··· SUPPLIED DATA

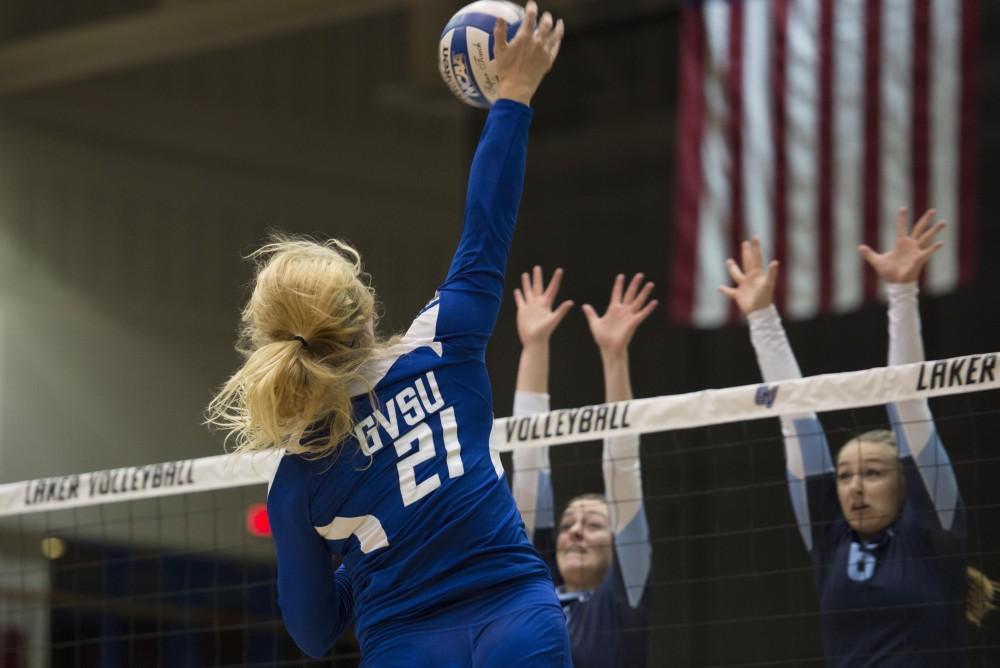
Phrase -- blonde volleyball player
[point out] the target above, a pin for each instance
(602, 549)
(387, 465)
(884, 521)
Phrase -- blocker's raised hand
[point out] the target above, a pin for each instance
(754, 283)
(523, 62)
(906, 259)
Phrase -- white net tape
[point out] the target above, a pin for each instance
(830, 392)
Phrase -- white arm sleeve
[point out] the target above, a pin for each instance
(912, 421)
(532, 475)
(806, 450)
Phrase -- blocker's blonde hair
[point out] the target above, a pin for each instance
(982, 590)
(306, 332)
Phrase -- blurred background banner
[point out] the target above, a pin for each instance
(808, 123)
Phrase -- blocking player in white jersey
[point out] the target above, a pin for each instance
(884, 522)
(602, 549)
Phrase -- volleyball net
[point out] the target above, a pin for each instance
(171, 564)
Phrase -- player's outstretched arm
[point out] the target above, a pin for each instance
(496, 180)
(612, 331)
(912, 422)
(537, 318)
(806, 449)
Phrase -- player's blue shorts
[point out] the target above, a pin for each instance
(532, 637)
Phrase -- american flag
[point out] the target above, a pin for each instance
(809, 123)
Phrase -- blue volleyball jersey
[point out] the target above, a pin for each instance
(896, 600)
(415, 504)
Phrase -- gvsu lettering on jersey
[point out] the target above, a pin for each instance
(410, 406)
(971, 370)
(569, 421)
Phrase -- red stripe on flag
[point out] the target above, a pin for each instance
(872, 151)
(734, 89)
(778, 80)
(825, 199)
(920, 120)
(969, 161)
(690, 121)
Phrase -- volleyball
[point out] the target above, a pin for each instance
(465, 55)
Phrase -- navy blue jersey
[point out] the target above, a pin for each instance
(896, 600)
(414, 504)
(605, 628)
(899, 599)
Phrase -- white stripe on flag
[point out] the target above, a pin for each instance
(945, 131)
(801, 140)
(848, 151)
(895, 118)
(758, 143)
(711, 309)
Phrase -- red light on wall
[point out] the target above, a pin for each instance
(257, 522)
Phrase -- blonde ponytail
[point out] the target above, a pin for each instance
(306, 333)
(982, 591)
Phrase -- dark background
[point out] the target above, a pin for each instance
(132, 178)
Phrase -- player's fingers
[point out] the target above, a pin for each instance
(901, 217)
(499, 36)
(927, 252)
(647, 309)
(772, 273)
(530, 21)
(922, 224)
(633, 287)
(555, 39)
(616, 288)
(734, 271)
(929, 235)
(537, 280)
(545, 26)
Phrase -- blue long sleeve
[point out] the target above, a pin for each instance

······

◆ **TASK STATEMENT**: Reproduce every line from the one containing "Phrase -- dark background" through the end of the material, inclusive, with the requests kept as they are. Multiply each point coordinate in the answers by 1.4 and round to whole numbers, rounding halves up.

◆ **TASK RESULT**:
Phrase -- dark background
[point out] the target above, a pin for each instance
(185, 249)
Phrase -- player's fingers
[point out] the target above, a pin for each instance
(1261, 304)
(699, 50)
(1298, 353)
(906, 433)
(1081, 382)
(742, 29)
(1291, 314)
(886, 402)
(777, 55)
(862, 403)
(1028, 379)
(1301, 329)
(752, 392)
(763, 36)
Phrase -- blue long sleeve
[point out] the target above, a pin for each instance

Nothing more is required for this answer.